WRITTEN INSTRUCTION
Write out the lines below again without any change, leaving out the pictures.
[Start DATA IN THIS EXERCISE]
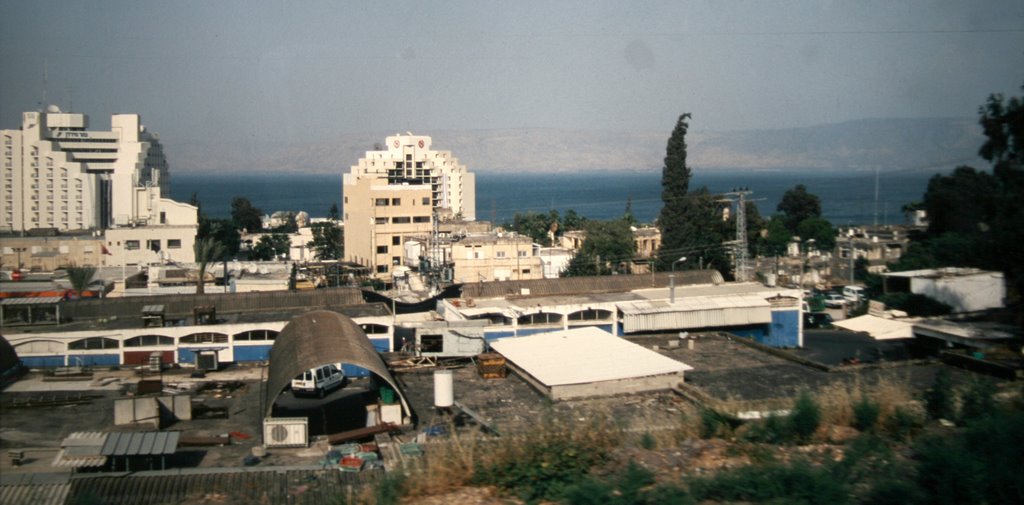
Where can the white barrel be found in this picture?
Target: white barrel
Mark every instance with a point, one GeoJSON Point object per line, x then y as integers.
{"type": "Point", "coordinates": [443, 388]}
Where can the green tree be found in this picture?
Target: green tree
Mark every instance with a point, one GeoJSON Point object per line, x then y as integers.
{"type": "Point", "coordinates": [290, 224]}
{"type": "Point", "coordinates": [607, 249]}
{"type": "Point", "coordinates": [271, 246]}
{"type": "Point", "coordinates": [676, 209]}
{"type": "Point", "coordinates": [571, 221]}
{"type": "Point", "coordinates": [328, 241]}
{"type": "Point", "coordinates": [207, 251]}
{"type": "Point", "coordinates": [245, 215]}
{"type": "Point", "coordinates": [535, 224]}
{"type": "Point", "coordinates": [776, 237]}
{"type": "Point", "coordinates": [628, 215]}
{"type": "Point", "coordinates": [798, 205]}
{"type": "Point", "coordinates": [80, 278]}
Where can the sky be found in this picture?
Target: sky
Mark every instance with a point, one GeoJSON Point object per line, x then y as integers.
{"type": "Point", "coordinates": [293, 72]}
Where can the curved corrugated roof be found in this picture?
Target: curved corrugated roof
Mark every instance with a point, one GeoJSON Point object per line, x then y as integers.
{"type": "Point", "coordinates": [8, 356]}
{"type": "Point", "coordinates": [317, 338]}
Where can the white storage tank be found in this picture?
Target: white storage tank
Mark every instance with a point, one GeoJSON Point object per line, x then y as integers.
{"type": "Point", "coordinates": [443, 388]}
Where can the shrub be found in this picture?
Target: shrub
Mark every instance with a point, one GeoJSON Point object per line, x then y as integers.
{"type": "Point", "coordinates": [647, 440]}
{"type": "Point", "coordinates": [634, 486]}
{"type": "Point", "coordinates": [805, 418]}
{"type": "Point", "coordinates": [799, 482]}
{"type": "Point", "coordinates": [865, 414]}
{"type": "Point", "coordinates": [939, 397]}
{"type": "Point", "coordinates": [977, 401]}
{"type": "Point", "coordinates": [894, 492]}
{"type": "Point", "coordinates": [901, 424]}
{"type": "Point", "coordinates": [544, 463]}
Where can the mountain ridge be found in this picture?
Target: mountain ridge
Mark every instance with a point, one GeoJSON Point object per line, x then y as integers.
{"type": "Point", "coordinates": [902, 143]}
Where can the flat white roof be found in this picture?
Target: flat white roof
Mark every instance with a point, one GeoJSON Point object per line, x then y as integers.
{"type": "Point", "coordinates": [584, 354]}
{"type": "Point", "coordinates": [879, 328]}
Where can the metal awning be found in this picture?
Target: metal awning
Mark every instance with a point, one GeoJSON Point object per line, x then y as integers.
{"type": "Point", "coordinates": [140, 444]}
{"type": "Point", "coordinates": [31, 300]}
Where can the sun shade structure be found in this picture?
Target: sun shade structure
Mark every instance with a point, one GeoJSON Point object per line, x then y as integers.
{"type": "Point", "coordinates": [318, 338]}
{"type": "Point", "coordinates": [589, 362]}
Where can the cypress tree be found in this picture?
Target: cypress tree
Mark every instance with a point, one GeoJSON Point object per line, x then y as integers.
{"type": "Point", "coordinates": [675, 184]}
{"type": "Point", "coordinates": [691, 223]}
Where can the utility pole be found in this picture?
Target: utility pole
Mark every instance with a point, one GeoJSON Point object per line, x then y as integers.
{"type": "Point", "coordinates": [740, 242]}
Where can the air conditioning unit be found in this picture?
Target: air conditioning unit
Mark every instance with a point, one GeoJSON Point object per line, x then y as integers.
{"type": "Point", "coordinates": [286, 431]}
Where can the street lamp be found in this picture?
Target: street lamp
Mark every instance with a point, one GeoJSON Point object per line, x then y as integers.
[End DATA IN THIS EXERCISE]
RESULT OF THIS TASK
Where can the white barrel be found in this picture?
Target: white barrel
Mark every instance with a point, one GeoJSON Point object per line, x then y as integers.
{"type": "Point", "coordinates": [443, 388]}
Where can the green tree be found in this picture?
Target: green tree
Mark every instance with a point, one GeoJSON Point object per line, x then y as integers.
{"type": "Point", "coordinates": [290, 224]}
{"type": "Point", "coordinates": [607, 249]}
{"type": "Point", "coordinates": [271, 246]}
{"type": "Point", "coordinates": [676, 209]}
{"type": "Point", "coordinates": [571, 221]}
{"type": "Point", "coordinates": [328, 241]}
{"type": "Point", "coordinates": [207, 251]}
{"type": "Point", "coordinates": [245, 215]}
{"type": "Point", "coordinates": [535, 224]}
{"type": "Point", "coordinates": [776, 237]}
{"type": "Point", "coordinates": [628, 215]}
{"type": "Point", "coordinates": [798, 205]}
{"type": "Point", "coordinates": [80, 278]}
Where can the sky be found in this picture?
Target: sky
Mark every instance with a point, one GeoJSON Point object per line, x then y as integers.
{"type": "Point", "coordinates": [293, 72]}
Where can the curved corrugated roof be found in this picture?
Target: curved corrugated roof
Mark every instance with a point, one GeoJSON Point object per line, x then y as integers.
{"type": "Point", "coordinates": [8, 356]}
{"type": "Point", "coordinates": [317, 338]}
Where can the white storage tank be found in this picture?
Target: white storage tank
Mark every instance with a point, one GeoJSON Point object per line, x then y as integers.
{"type": "Point", "coordinates": [443, 388]}
Where can the shrub be found in this picture?
Target: shrub
Mark every instance with a point, one GeoJSON Point object per line, x then y as integers.
{"type": "Point", "coordinates": [647, 440]}
{"type": "Point", "coordinates": [634, 486]}
{"type": "Point", "coordinates": [805, 418]}
{"type": "Point", "coordinates": [799, 482]}
{"type": "Point", "coordinates": [865, 414]}
{"type": "Point", "coordinates": [939, 397]}
{"type": "Point", "coordinates": [977, 401]}
{"type": "Point", "coordinates": [894, 492]}
{"type": "Point", "coordinates": [901, 424]}
{"type": "Point", "coordinates": [544, 463]}
Where can the mountain ridge be found in this picture?
Target: mountain ridge
Mark every instance with a point, one GeoJSON Point object per line, x then y as integers.
{"type": "Point", "coordinates": [902, 143]}
Where can the flat white roof be found in this picture?
Target: flat white roof
Mark every instance with a point, one GeoJSON Point object per line, x then y as integers.
{"type": "Point", "coordinates": [584, 354]}
{"type": "Point", "coordinates": [879, 328]}
Where can the metal awning be found in this picture?
Target: metal awning
Mark every instance with a point, one GeoJSON Point object per line, x then y as integers.
{"type": "Point", "coordinates": [140, 444]}
{"type": "Point", "coordinates": [31, 300]}
Where can the sun shade structure be found in this picture?
Target: sun shade structure
Mark every instance with a point, one GeoJSON Point object per line, x then y as integers.
{"type": "Point", "coordinates": [318, 338]}
{"type": "Point", "coordinates": [589, 362]}
Where can the cypress tree be found in this picture?
Target: cypress tree
Mark every instance with a point, one GeoJSON Point object per line, x then y as integers.
{"type": "Point", "coordinates": [675, 184]}
{"type": "Point", "coordinates": [691, 223]}
Where can the utility pole be found in this picture?
Target: utility pole
Mark every instance with a point, one GeoJSON Point object per line, x then y as integers.
{"type": "Point", "coordinates": [740, 242]}
Where can the air conditioning unit be found in this picture?
Target: air conditioning unit
Mark every instance with a point, one GeoJSON Point object per line, x then y as integers.
{"type": "Point", "coordinates": [286, 431]}
Where can the street lamp be found in this picture?
Target: street lamp
Mark every instance with a point, one GeoJSON Point object per line, x then y as integers.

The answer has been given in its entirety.